* _Travail à faire_:
A: Réécrivez, s'il vous plaît, le passage de l'extrait sur Hamaguchi qui va de "Hamaguchi a retenu" à "ces dernières années.", en mettant "devanciers" à la place de "prédécesseurs".
B: Selon l'extrait sur Hamaguchi, à quel film le cinéaste aime-t-il revenir avant de se lancer dans un nouveau projet ?

Dans l’article qui suit, je m’attache à examiner le mondé fictionnel dépeint par Hamaguchi dans son œuvre précédente et me penche sur quelques uns des facteurs qui me semblent se trouver à l’arrière plan du succès de Drive My Car.
Inspiré du western classique
Peut-être la principale raison de l’excellente réception de l'œuvre de Hamaguchi par les cinéphiles, les critiques et les collègues cinéastes du monde entier réside-t-elle dans la vision ambitieuse qu’il se fait de son métier de cinéaste, tout en respectant l’histoire du 7e art et le travail des générations de metteurs en scènes qui l’ont précédé.
Avant de se lancer dans un nouveau projet, Hamaguchi dit qu’il aime revenir à Rio Bravo, le classique du western réalisé en 1959 par Howard Hawks. Rio Bravo est un chef d'œuvre savamment orchestré, où chaque détail a sa raison d’être. Bien sûr, Drive My Car n’est pas une copie conforme du film de Hawks. Mais dans des scènes comme celle où le héros du film Kafuku Yûsuke (joué par l’acteur Nishijima Hidetoshi) et Watari Misaki (Miura Tôko), la jeune femme qui lui fait office de chauffeur, parlent de leur passé traumatique, le réalisateur se garde bien d’introduire ne serait-ce qu’un soupçon de mélodrame ou de sentimentalisme. Des émotions complexes sont exprimées, ou suggérées, par de simples gestes. Dans une scène, Yûsuke jette négligemment un briquet à Misaki. Celle-ci l’attrape à la volée et allume sa cigarette. C’est un moment tout simple, mais chargé d’intensité émotionnelle. De telles scènes rappellent l’atmosphère à la fois dépouillée et sophistiquée du western classique.
Hamaguchi a retenu les leçons de l’attention aux détails propre aux cinéastes qui l’ont précédé. Hawks n’est qu’un exemple parmi d’autres. Si l’on s’en tient aux réalisateurs japonais, il est clair que Hamaguchi s’est abondamment inspiré de l'œuvre de certains de ces prédécesseurs comme Ozu Yasujirô, Mizoguchi Kenji, Naruse Mikio, Masumura Yasuzô, Sômai Shinji, et Kurosawa Kiyoshi, dont il a été l’élève à l’Université des arts de Tokyo. L’influence de ses prédécesseurs est indubitablement l’un des éléments que les cinéphiles du monde entier ont perçus dans l'œuvre de Hamaguchi. Il a étudié l’histoire de l’expression cinématographique, et vise à construire à partir du passé en faisant accomplir à la forme artistique un pas de plus dans une nouvelle direction. Cela fait de lui un auteur et un styliste ambitieux, d’un genre qui s’est raréfié ces dernières années.
Les secrets d’une bonne prestation
Les films de Hamaguchi sont en outre amusants et rafraîchissants. Ils n’ont rien de ce côté guindé, pesant, dont peuvent parfois souffrir les œuvres délibérément ambitieuses. C’est particulièrement vrai dans le cas de son autre film de 2021 Contes du hasard et autres fantaisies, qui était imprégné d’une sensibilité légère, à l’image d’un coquelicot. L’idée que les films de Hamaguchi puisent leur inspiration dans une étude minutieuse de l’expression cinématographique ne doit pas suggérer qu’ils sont ennuyeux et didactiques, ou dénotent un solipsisme introspectif que seuls les cinéphiles purs et durs pourraient trouver séduisant. En fait, les films de Hamaguchi ont un attrait universel et s’adressent à une large audience.

* _Extraits de données_:
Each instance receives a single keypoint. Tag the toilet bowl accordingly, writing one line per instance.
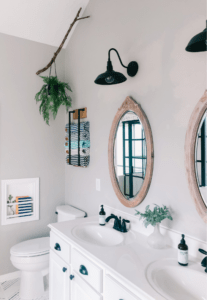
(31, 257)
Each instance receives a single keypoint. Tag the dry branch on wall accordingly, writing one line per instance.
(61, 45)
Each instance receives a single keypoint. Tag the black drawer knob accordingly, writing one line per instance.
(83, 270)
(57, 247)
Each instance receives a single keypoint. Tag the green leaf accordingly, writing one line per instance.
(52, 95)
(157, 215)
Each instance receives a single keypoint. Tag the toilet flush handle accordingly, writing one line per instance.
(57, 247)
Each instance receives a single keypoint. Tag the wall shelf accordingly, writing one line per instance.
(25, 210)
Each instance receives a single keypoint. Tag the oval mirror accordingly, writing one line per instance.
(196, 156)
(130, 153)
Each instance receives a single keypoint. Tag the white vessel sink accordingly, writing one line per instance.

---

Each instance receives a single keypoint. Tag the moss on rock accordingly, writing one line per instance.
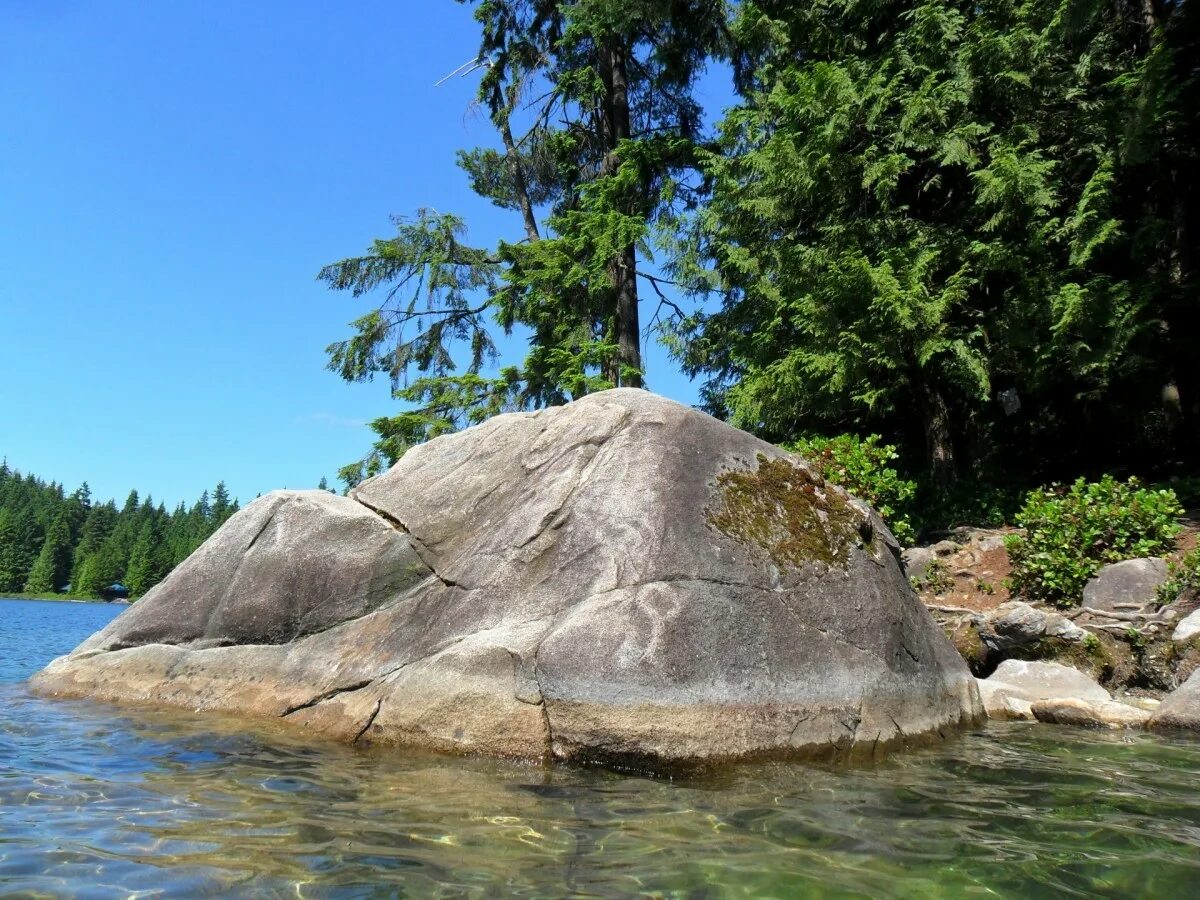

---

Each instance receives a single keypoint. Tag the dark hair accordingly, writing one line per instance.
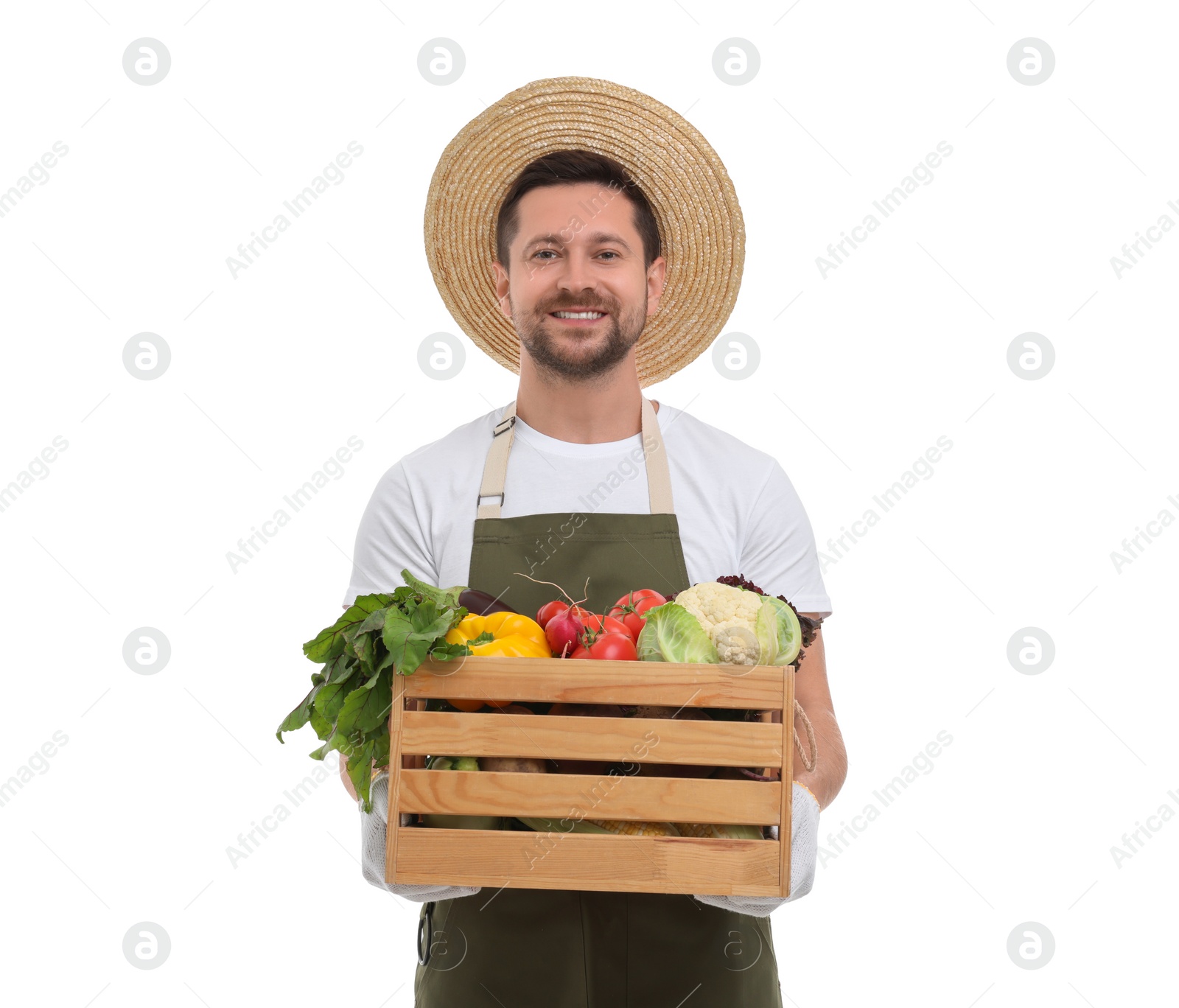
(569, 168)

* _Réponses par tâche_:
A:
Hamaguchi a retenu les leçons de l’attention aux détails propre aux cinéastes qui l’ont précédé. Hawks n’est qu’un exemple parmi d’autres. Si l’on s’en tient aux réalisateurs japonais, il est clair que Hamaguchi s’est abondamment inspiré de l'œuvre de certains de ces devanciers comme Ozu Yasujirô, Mizoguchi Kenji, Naruse Mikio, Masumura Yasuzô, Sômai Shinji, et Kurosawa Kiyoshi, dont il a été l’élève à l’Université des arts de Tokyo. L’influence de ses devanciers est indubitablement l’un des éléments que les cinéphiles du monde entier ont perçus dans l'œuvre de Hamaguchi. Il a étudié l’histoire de l’expression cinématographique, et vise à construire à partir du passé en faisant accomplir à la forme artistique un pas de plus dans une nouvelle direction. Cela fait de lui un auteur et un styliste ambitieux, d’un genre qui s’est raréfié ces dernières années.

B: Rio Bravo, le western classique réalisé en 1959 par Howard Hawks.